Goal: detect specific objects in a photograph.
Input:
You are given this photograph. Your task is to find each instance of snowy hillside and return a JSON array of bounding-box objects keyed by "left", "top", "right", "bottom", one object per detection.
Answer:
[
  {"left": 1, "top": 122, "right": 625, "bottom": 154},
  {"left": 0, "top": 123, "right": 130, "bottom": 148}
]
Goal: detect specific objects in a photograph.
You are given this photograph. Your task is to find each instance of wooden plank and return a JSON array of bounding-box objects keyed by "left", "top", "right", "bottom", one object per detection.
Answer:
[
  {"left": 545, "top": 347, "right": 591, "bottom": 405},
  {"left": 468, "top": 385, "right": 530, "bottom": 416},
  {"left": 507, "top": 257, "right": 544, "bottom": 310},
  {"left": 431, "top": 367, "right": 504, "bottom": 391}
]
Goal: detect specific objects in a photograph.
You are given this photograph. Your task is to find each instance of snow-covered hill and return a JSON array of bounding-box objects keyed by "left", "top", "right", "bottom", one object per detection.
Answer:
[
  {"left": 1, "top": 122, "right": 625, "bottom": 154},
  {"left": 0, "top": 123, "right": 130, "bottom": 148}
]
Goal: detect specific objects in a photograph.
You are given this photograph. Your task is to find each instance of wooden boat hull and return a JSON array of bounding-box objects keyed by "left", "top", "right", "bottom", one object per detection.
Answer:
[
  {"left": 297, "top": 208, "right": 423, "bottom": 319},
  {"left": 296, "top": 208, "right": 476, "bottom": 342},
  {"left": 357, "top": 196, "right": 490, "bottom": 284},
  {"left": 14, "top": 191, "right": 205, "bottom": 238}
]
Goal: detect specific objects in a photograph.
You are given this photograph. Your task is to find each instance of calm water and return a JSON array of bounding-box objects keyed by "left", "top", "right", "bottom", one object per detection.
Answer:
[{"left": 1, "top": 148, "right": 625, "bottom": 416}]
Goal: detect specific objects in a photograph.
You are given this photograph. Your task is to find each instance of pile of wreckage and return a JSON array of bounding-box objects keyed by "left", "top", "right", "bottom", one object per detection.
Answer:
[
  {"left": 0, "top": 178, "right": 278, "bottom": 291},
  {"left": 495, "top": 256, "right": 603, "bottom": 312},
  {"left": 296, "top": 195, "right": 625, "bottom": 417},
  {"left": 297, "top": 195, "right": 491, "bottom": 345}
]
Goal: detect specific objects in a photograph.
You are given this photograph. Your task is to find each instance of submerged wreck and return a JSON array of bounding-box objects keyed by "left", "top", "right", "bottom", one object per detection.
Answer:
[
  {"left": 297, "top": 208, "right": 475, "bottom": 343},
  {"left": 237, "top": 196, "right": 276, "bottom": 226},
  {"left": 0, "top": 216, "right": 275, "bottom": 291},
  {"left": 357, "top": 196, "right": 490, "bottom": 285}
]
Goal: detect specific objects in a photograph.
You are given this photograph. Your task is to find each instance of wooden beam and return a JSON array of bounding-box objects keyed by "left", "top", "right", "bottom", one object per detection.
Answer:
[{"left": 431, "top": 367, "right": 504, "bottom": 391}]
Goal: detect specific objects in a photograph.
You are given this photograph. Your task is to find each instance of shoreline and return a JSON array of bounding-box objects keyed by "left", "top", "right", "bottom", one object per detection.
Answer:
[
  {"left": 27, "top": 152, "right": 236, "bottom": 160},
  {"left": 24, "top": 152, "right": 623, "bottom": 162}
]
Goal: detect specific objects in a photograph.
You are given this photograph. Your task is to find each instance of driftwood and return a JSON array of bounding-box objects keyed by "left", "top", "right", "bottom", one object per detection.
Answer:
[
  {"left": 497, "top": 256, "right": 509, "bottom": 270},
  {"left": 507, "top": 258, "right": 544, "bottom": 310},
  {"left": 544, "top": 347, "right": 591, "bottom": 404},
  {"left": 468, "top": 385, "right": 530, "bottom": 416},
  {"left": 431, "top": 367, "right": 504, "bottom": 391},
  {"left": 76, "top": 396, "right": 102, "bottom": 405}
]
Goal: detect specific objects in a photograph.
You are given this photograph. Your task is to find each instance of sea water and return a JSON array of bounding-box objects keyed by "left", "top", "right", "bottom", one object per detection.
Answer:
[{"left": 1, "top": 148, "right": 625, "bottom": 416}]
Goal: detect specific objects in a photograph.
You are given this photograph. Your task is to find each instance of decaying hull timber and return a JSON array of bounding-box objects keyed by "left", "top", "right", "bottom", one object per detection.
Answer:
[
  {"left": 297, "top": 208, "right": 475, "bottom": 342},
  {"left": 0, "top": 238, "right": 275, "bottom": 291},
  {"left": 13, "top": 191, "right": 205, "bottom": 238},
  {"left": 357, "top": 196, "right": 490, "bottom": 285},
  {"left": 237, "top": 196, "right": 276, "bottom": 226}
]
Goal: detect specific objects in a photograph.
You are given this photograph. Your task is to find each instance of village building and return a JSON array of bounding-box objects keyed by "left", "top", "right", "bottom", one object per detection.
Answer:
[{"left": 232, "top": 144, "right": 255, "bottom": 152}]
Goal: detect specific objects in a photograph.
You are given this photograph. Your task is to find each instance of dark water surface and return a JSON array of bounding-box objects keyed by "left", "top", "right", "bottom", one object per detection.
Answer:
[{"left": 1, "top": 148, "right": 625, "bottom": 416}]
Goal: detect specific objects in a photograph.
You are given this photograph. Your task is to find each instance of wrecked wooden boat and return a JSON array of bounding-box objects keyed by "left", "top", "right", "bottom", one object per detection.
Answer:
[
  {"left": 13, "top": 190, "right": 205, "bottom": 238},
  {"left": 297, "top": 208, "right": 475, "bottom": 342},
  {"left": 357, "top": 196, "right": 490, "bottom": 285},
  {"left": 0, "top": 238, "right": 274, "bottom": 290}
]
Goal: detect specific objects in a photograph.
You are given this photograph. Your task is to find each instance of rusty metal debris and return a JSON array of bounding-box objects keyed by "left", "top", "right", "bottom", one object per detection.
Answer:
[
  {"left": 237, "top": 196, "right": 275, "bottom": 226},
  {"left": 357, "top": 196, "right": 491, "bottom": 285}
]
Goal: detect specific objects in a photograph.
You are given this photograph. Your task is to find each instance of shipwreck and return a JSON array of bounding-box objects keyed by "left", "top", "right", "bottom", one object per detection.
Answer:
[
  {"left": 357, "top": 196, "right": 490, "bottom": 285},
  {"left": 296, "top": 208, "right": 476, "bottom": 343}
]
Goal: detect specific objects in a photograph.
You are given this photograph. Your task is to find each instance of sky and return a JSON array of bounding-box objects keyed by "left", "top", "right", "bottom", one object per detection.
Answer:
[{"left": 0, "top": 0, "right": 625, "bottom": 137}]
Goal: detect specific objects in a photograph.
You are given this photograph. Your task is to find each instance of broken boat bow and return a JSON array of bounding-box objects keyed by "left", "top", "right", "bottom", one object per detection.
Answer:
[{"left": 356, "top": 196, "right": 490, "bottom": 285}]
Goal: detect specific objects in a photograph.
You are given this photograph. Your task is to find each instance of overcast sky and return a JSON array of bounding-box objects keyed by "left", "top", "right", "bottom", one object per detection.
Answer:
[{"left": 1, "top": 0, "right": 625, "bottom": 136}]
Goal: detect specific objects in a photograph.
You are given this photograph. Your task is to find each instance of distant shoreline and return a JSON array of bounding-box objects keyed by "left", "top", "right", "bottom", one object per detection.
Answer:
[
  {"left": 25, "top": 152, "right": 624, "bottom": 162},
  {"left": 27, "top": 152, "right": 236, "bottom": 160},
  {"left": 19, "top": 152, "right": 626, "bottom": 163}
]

==*==

■ **What you will do**
Whenever the word "shoreline" shows up in a line of the entries, list that line.

■ **Exercise result**
You are given this photograph. Your task is to find each instance of shoreline and return a JSON array of bounding-box objects keyed by "left", "top", "right", "bottom", one object per detection.
You are given this photograph. Your task is to find each instance of distant shoreline and return a JSON array of bounding-box objects keyed by "left", "top", "right", "bottom", one object per detection.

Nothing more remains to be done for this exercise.